▶ **CONSIGNE**
Répondez aux questions suivantes d'après l'extrait sur la SN2AG.
(a) À quelle date l'huissier de justice est-il arrivé au siège de la SN2AG ?
(b) De quel groupe la GSEZ est-elle une filiale ?
(c) Devant quelle juridiction l'épilogue de la bataille judiciaire pourrait-il se jouer ?

▶ **EXTRAIT CHOISI**
____________
C’est une séquence de la vie de l’entreprise dont les salariés ne sont pas près d’oublier. Le 17 septembre 2021, un huissier de justice débarque au siège de la Société Nouvelle Air Affaires Gabon (SN2AG), sis dans l’enceinte de l’Aéroport International Léon MBA de Libreville (ADL) et par temps de pluie, ordonne aux policiers qui l’accompagnent de vider les meubles qui sont dans les bureaux et de fermer les portes.
Cette compagnie privée aérienne d’affaires venait ainsi d’être expulsée de l’aéroport sur une décision de justice alors que le dossier n’est pas encore totalement vidé.
Ce désolant spectacle auquel assistent impuissants les salariés constitue l’épisode le plus surprenant dans le long feuilleton judiciaire qui oppose la compagnie aérienne d’affaires à Gabon Special Economic Zone (GSEZ), filiale du Groupe indien Olam / ARISE avec une participation gabonaise.
Mais c’était sans compter avec la patronne de SN2AG, Hermine Bongo Ondimba résolument dressée contre ce qu’elle considère comme une injustice faite à la société. Depuis lors, armée d’un moral d’acier et soutenue en bloc par les salariés, elle se bat pour faire revivre son entreprise.
S’est alors engagée une épique bataille judiciaire dont l’épilogue pourrait se jouer dans quelques semaines devant la Haute juridiction qu’est le Conseil d’Etat.
Enquête.
« Société Nouvelle Air Affaires Gabon », (SN2AG) ! Une enseigne qui faisait partie des fleurons du secteur du transport aérien d’affaires dans les années 70 et 2000 et très prisée par les hommes d’affaires et les experts expatriés opérant dans l’exploitation du sous-sol gabonais. Il faut dire que cette compagnie capitalise plusieurs années d’expérience dans le transport aérien d’affaires et de l‘évacuation sanitaire, qui lui donne une certaine longueur d’avance sur ses concurrents dans la sous-région et même en Afrique.
____________
▶ **LIGNES DE DONNÉES**

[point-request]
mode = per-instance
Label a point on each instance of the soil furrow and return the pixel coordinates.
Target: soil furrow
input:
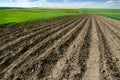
____________
▶ **CORRIGÉ**
(a) Le 17 septembre 2021.
(b) Du Groupe indien Olam / ARISE, avec une participation gabonaise.
(c) Devant le Conseil d'État.